Quoted text –
************
ATI and nVidia are fuxoring retarded, and they use each other's suffixes but in reverse. So if ATI say "I'm gonna use XT" as my "super duper A1 suffix" then nVidia will turn around and use XT as their "Supar A1 Budget el-cheapo-nasty flavour" to try and diffuse some of ATIs marketing material.

See?

Best thing is foregt all that stuff, and just work from thebenchmark results in the games you'll be playing.
 
From an earlier post of mine (cut and pasted here cause I'm lazy);


Simple way to think of the cards is this.

First number is generation, Second (or just the rest of the) number is the model and it's general position within that series, and finally the suffix letter combination is the Post Scriptum / variant of the model.

First number being higher usually means newer features (but that doesn't mean they are better than the older ones based on that alone)

Second number being higher usually means it's faster than those of lower number in this generation and mostly faster than lower numbers in previous generations as well. Usually equal numbers but new generation are faster too.

Suffixes are the hard part, but there's general rules for all manufacturers 'SE' means S-h*tty Edition or Sux Everywhere. But they've pretty muched stop naming cards that.

So you're left with ATi's and nV's own suffix combination.

ATi's general rule of thumb: SE<no suffix<GT<GTO<PRO<GTO2<XL<XT<XTX

nV's general rule of thumb: SE/LE<XT<no suffix<GS<GT<GTX<Ultra<GX2 (but nV has pretty much dropped Ultra [even though it was on the chips of the GF7800GTX-512]).

While these aren't hard and fast rules and there are some exceptions (R9500<R9600<R9800SE-128bit<R9600Pro<R9800SE-256bit<R9600XT<R9500Pro), that's about as clear as I think you'll find it (or I can make it) if you want to apply it generally, otherwise you're going to have to get each class compared.

----

And from the same thread Multipletic's illustration which adds clarity;

"I'll give you a quick example:

NVidia 7900 GTX

7 <-- Generation 7. More features than the previous generation.
************
Extracted data –
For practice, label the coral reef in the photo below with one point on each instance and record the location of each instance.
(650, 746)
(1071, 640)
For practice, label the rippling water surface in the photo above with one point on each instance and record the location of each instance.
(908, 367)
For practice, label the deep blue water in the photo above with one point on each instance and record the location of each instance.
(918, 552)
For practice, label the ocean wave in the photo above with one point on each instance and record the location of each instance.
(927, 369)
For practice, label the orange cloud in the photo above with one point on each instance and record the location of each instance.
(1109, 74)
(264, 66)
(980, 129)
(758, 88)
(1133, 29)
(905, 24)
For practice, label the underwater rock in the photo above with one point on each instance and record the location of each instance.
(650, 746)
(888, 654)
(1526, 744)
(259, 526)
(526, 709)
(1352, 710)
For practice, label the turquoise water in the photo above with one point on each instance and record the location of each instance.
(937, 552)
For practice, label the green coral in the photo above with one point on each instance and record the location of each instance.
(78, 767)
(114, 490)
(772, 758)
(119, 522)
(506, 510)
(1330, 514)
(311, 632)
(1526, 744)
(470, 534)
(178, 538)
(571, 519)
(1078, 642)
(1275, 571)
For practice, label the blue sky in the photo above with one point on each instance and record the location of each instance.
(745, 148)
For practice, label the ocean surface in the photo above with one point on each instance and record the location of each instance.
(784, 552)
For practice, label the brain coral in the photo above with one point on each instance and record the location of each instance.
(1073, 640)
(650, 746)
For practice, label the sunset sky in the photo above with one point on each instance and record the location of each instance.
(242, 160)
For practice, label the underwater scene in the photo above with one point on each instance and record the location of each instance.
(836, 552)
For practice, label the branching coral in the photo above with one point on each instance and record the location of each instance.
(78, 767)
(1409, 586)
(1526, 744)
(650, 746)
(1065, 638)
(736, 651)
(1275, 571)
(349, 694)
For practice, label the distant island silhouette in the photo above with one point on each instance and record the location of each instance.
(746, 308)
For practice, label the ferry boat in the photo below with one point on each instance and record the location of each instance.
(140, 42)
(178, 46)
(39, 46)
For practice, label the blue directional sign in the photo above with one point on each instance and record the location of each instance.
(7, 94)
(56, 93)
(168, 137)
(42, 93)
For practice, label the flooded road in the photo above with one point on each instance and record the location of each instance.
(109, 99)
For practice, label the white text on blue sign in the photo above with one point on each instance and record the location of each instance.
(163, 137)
************
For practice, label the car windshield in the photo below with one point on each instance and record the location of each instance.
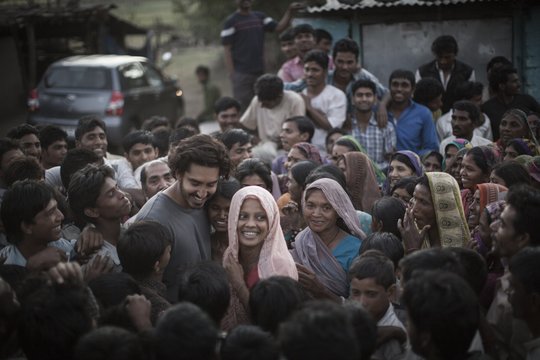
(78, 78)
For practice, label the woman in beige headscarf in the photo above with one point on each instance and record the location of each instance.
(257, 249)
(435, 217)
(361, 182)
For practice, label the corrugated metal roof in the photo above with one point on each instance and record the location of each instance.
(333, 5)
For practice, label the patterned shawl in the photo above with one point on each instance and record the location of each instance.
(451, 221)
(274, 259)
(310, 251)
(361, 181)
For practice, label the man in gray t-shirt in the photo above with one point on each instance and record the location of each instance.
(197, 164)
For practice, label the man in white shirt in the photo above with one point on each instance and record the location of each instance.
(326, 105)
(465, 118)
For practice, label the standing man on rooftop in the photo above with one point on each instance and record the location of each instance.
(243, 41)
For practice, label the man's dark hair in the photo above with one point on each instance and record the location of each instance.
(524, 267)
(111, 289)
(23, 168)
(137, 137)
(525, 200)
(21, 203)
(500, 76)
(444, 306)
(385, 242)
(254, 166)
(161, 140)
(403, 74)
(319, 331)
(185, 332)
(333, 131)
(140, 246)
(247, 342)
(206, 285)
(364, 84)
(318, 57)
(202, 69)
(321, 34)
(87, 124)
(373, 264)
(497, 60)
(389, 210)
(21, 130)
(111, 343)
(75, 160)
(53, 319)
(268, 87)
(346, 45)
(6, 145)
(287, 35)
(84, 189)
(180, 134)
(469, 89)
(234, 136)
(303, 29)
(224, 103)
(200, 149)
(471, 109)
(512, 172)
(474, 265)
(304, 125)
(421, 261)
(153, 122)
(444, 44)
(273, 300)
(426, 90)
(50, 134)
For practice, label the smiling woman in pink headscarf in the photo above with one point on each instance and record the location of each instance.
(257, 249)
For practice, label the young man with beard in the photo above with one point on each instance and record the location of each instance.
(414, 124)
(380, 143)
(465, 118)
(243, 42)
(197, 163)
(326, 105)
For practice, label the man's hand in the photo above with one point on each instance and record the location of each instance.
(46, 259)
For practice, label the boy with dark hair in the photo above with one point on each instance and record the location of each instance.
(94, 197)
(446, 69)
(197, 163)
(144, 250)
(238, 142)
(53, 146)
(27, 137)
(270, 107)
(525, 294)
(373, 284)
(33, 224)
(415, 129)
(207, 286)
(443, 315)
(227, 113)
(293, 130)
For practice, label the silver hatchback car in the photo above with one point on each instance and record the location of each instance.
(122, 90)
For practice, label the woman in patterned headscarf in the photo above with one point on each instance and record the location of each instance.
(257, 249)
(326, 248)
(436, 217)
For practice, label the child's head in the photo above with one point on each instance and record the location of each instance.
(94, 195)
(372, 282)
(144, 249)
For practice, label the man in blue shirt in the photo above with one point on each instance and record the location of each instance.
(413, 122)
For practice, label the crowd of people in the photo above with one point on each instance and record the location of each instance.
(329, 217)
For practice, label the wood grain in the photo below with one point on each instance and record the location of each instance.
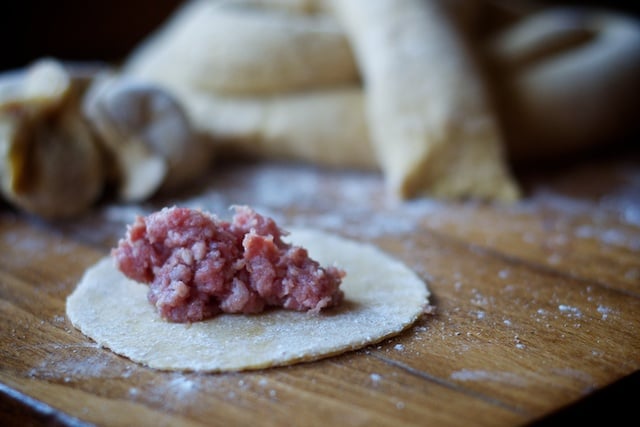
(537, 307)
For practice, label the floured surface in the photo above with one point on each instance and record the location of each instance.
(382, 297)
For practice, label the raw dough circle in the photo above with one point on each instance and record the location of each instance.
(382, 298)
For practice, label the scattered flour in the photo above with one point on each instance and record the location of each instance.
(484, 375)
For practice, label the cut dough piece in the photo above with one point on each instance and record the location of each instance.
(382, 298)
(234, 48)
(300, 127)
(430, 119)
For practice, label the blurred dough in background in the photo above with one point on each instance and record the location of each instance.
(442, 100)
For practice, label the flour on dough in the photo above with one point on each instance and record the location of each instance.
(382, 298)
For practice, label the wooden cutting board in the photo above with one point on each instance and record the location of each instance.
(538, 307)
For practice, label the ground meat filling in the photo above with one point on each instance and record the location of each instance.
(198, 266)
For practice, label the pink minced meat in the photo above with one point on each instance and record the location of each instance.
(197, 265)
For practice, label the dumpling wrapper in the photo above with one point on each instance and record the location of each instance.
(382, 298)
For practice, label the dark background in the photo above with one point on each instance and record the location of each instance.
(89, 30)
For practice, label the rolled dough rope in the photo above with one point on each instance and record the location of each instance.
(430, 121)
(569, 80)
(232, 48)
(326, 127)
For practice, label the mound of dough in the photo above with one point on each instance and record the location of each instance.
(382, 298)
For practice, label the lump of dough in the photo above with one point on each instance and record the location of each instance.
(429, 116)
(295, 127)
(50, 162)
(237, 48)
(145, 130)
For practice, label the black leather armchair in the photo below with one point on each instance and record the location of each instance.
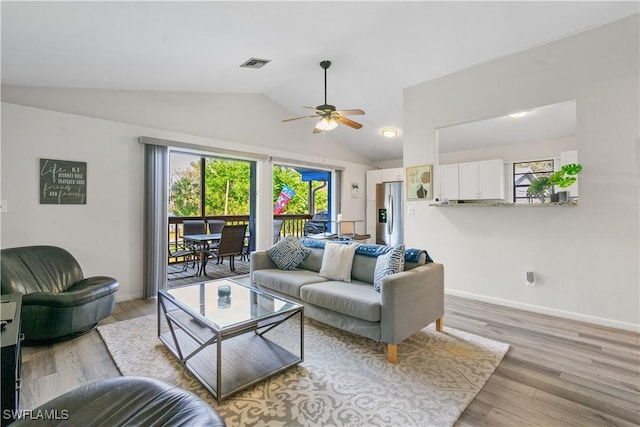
************
To-do list –
A: In the post on graphics card names, rewrite the stretch from "ATI and nVidia" through "you'll be playing.", putting "advertising" in place of "marketing material".
B: In the post on graphics card names, which suffix sits at the top of ATi's rule of thumb?
C: Pick up the post on graphics card names right after its last sentence and keep it going.

Solved tasks –
A:
ATI and nVidia are fuxoring retarded, and they use each other's suffixes but in reverse. So if ATI say "I'm gonna use XT" as my "super duper A1 suffix" then nVidia will turn around and use XT as their "Supar A1 Budget el-cheapo-nasty flavour" to try and diffuse some of ATIs advertising.

See?

Best thing is foregt all that stuff, and just work from thebenchmark results in the games you'll be playing.

B: XTX

C:
9 <-- The higher the number, the more power it has.
00 <-- These two numbers doesn't matter in this case. (but can often be 50 instead of 00)
GTX <-- Higher model. Higher than a GT, or a GS, etc etc.

The general rule is that the medium range cards from the current generation have the same power (or more) than the high-end old-generation cards. Example: 7600GT = 6800Ultra --- 6600GT = 5900Ultra.
(It's not exactly like that, I'm just giving you an example)

Of course, the low-end current-gen cards are worse than the high-end old-gen cards. The 7300 series is worse than the 6800 series, and so on.[/i] "

----


The other thing to watch out for is reintroduced cards, lik the GF6200 refresh which has now been called the GF7100GS (shades of GF4MX imo) despite being the same chip. That kinda messes with attempts to understand things, but they usually fit within the ranges.

Something that is a good step towards understanding how everything shakes out is the VPU list at Adrian's RojakPot;

http://www.rojakpot.com/showarticle.aspx?artno=88

If you understand how the various components contibute to performance, then you can get a pretty good idea of where cards fit based on the specs in the list. But it's also not that easy as some cards look like they should have an advantage but don't.